Provided passage
_ _ _ _ _ _ _
Reflections on war, from ancient times to Vietnam
Anatomy of a War: Vietnam, The United States and the Modern Historical Experience, by Gabriel Kolko. New York: Pantheon. 628 pp. $25. Acts of War: The Behavior of Men in Battle, by Richard Holmes. New York: The Free Press/Macmillan. 436 pp. $19.95. Nothing is a stronger impetus to peace than an accurate picture of the reality of war.
As historians continue to write about the Vietnam war, the volume of information grows and grows: government studies, historical treatises, endless charts and photographs, order-of-battle military accounts, and great gray mountains of journalism. The distillation and re-distillation of this mash of facts require the ability to focus accurately and work toward a preselected point on the horizon of knowledge.
Anatomy of a War is one of the best-written general histories of this conflict yet published, but it is as controversial as it is lucid. Gabriel Kolko, author of seven influential books on foreign policy, has arranged factual material and analysis so that they intelligently justify one another, condensing mountains of information to help the reader who has a serious but not inexhaustible curiosity. This is no small accomplishment, even at well over 600 pages, since to leave out some of the interesting and flamboyant aspects of the war is to risk a dull account.
_ _ _ _ _ _ _
(Dataset excerpts)
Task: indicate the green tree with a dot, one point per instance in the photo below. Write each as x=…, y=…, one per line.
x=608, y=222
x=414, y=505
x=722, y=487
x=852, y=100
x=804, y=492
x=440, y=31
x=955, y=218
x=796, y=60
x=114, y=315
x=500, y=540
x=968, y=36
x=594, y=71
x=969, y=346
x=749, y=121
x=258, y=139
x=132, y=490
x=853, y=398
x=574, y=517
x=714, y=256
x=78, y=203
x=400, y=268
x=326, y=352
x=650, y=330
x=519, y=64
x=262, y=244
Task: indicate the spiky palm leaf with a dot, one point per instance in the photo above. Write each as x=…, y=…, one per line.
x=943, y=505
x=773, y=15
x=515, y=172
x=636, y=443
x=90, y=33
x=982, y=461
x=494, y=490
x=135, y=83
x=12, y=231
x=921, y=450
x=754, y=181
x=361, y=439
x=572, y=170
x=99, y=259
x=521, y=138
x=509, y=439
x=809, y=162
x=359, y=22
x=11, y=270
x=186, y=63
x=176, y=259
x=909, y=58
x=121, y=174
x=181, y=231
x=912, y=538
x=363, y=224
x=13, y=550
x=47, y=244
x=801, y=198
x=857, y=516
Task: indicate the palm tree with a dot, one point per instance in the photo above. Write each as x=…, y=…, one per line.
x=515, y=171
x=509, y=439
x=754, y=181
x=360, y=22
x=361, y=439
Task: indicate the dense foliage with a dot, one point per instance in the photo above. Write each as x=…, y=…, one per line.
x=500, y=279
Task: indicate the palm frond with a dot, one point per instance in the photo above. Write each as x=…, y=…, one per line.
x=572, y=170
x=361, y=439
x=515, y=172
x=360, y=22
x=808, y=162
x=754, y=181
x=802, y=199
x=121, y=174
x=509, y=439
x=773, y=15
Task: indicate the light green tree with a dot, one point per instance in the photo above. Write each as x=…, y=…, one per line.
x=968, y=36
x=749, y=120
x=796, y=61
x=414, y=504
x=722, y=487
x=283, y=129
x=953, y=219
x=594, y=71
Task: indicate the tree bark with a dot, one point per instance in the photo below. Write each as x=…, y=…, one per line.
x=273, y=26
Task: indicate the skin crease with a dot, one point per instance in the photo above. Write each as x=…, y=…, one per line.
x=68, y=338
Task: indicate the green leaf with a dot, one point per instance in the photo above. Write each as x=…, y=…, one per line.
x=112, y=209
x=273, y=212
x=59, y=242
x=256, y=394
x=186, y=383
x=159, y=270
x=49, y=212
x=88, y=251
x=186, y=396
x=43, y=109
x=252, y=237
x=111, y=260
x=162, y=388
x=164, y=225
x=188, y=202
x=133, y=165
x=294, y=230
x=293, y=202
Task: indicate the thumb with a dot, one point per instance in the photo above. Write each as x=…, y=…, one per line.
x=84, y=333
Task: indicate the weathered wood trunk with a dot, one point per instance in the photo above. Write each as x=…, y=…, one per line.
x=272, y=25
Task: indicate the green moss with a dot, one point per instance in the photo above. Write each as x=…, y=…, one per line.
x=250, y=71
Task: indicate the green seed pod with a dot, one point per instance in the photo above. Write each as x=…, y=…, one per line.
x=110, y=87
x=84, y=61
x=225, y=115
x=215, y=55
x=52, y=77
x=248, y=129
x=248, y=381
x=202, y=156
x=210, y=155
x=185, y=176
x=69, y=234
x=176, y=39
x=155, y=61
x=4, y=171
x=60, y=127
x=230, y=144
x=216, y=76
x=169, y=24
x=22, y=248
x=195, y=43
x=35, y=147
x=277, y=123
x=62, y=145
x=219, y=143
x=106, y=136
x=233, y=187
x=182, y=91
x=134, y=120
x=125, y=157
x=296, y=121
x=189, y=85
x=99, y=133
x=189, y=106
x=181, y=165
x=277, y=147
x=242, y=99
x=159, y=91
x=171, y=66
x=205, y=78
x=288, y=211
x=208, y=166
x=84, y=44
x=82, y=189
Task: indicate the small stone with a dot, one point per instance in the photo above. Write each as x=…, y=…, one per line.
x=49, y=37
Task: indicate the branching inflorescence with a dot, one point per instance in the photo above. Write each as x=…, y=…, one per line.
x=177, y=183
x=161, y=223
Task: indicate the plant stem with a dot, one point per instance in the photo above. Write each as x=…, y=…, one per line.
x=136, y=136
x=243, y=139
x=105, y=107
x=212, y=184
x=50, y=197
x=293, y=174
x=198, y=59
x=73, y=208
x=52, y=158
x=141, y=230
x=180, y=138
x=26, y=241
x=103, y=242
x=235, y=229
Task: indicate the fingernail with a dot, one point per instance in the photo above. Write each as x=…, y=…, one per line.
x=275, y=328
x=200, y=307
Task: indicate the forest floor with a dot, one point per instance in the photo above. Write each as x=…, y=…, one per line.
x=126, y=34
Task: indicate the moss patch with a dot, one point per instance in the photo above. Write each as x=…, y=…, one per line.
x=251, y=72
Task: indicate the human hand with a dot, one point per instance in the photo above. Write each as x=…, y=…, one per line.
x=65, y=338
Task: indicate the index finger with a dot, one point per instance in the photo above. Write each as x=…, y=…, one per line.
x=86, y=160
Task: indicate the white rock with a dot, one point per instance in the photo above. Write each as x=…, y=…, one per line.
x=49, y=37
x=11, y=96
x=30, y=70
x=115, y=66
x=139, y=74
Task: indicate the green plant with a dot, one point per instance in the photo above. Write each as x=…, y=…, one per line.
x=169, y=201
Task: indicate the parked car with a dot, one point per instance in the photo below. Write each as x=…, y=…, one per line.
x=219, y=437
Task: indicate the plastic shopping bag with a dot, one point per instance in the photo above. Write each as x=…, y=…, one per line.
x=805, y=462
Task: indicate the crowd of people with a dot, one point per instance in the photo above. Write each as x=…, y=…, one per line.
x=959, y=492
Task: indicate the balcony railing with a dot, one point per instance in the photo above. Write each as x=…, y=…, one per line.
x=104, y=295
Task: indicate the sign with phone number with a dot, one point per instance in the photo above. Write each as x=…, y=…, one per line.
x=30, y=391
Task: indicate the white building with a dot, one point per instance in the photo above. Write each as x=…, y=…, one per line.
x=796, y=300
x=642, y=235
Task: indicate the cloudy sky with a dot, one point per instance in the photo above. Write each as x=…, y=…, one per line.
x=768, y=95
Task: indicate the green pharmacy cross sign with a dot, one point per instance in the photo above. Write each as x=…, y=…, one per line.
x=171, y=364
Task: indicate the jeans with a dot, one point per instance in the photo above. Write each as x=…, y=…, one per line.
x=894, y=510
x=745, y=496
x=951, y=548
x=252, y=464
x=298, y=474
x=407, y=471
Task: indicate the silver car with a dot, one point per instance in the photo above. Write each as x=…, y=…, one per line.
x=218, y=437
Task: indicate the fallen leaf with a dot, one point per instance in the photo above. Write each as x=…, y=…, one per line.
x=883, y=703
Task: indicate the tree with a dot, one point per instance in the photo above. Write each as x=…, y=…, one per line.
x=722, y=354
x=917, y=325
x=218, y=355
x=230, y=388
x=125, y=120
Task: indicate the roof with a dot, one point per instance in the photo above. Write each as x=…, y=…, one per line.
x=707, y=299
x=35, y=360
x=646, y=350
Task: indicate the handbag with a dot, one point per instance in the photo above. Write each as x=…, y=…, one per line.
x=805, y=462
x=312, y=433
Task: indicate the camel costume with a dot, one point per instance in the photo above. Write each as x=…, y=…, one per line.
_ _ _ _ _ _ _
Using the information
- a) In the book review, how many books on foreign policy is Gabriel Kolko said to have written?
- b) Proceed with the book review on war from the point where it stops.
The entries play no part in any of the work here.

Answers to this exercise
- a) Seven influential books.

- b)
On the contrary, Mr. Kolko tells the more gripping story -- the political and military tenacity that locked both sides in a battle from which neither would benefit. The entire account testifies to his final statement that Vietnam proved the ability of arms to do little more in the third world than ``impose immeasurable suffering.''
Kolko's conclusion, which hasn't been accepted by some other commentators in the ongoing revision of the history of the war, is that smaller nations like Vietnam must be left to develop in their own way, and that they will probably do so more rapidly without the help of the United States or any other intervening power. Not everyone will agree with this view -- it's as out of fashion now as it was in John Kennedy's time -- but it's well argued here.
Kolko stresses the importance of the thinking at the political and military headquarters of the combatants. As Vietnam becomes a permanent part of American history, what the leaders on both sides were thinking, and were urged to think, will remain the most intriguing mystery of all. If we can eventually figure that out, and impress the seriousness of their mistakes on current leaders, we may have won something from the Vietnam war after all.
Most of the writing about the Vietnam war tends to regard it as a special case, a war different from others.
Richard Holmes's book, Acts of War: The Behavior of Men in Battle, carefully describes the attributes of men in war and the events and conditions that make them the way they are. It proves that at the actual point of combat, things in Vietnam were pretty much the same as they were in all other wars.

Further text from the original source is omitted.